Skip to content

Worked Example: Reading a Snakemake Repository Like an Architect

Page Maps

graph LR
  family["Reproducible Research"]
  program["Deep Dive Snakemake"]
  section["Workflow Architecture File Apis"]
  page["Worked Example: Reading a Snakemake Repository Like an Architect"]
  capstone["Capstone evidence"]

  family --> program --> section --> page
  page -.applies in.-> capstone
flowchart LR
  orient["Orient on the page map"] --> read["Read the main claim and examples"]
  read --> inspect["Inspect the related code, proof, or capstone surface"]
  inspect --> verify["Run or review the verification path"]
  verify --> apply["Apply the idea back to the module and capstone"]

This worked example ties the module together.

The goal is not to inspect every file in the repository. The goal is to show how a reviewer reads a growing workflow without getting lost in helper code or folder noise.

Starting situation

Imagine you inherit the capstone and need to answer three questions quickly:

  1. where is the workflow assembled?
  2. where do the main rule families live?
  3. where are path contracts and public promises documented?

If you cannot answer those questions in a stable order, the repository architecture is already too opaque.

Step 1: start at the entrypoint

The top-level Snakefile is the right first file because it visibly:

  • loads and validates config
  • sets directory defaults
  • includes rule-family files
  • defines the main target

That is exactly what a good entrypoint should do.

*Exercise details:*
Reproduce the Snakemake worked example starting with "This worked example" and going on through "rule families live?", but change "reviewer" to "maintainer".

*Dataset excerpts:*
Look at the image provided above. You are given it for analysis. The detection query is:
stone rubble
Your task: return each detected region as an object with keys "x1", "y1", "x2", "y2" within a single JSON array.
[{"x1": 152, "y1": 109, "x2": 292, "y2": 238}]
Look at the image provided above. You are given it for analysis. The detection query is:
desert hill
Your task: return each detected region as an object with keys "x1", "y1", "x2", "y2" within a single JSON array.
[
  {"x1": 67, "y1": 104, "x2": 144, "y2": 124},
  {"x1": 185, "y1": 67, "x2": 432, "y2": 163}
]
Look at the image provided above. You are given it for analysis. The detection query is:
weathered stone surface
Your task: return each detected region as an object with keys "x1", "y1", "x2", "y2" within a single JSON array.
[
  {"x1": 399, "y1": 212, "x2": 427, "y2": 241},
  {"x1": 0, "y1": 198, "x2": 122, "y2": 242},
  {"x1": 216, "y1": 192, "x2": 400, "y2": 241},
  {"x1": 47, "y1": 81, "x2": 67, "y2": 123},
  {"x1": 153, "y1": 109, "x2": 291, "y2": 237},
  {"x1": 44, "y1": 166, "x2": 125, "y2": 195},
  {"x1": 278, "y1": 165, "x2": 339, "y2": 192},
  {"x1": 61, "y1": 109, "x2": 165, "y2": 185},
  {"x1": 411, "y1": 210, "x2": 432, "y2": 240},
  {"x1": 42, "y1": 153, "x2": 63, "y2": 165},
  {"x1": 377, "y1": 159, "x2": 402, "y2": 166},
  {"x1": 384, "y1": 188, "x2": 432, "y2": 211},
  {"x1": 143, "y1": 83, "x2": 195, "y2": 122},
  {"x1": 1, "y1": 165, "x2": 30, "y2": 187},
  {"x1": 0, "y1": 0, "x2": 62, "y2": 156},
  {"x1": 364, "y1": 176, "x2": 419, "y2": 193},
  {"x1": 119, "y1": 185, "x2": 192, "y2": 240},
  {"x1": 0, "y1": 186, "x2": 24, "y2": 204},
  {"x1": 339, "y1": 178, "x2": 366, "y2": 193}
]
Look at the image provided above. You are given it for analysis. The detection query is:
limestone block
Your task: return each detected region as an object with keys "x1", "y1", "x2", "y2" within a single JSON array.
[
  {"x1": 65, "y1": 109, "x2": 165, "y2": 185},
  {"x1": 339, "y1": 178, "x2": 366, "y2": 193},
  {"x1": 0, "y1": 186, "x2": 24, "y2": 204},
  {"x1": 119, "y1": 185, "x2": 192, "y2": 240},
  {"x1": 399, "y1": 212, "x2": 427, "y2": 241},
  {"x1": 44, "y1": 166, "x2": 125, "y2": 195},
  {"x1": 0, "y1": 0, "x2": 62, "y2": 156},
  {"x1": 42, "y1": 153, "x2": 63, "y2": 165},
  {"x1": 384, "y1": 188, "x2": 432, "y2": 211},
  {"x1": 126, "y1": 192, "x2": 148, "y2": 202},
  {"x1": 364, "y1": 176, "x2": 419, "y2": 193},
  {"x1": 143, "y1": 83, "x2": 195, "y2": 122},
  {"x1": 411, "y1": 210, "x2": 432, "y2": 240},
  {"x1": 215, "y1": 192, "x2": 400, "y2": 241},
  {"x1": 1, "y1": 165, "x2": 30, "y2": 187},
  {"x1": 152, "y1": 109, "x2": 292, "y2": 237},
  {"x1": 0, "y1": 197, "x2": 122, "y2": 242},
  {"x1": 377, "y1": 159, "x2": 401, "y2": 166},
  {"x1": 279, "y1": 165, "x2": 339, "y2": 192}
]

*Solution to the problem:*
This worked example ties the module together.

The goal is not to inspect every file in the repository. The goal is to show how a maintainer reads a growing workflow without getting lost in helper code or folder noise.

Starting situation

Imagine you inherit the capstone and need to answer three questions quickly:

  1. where is the workflow assembled?
  2. where do the main rule families live?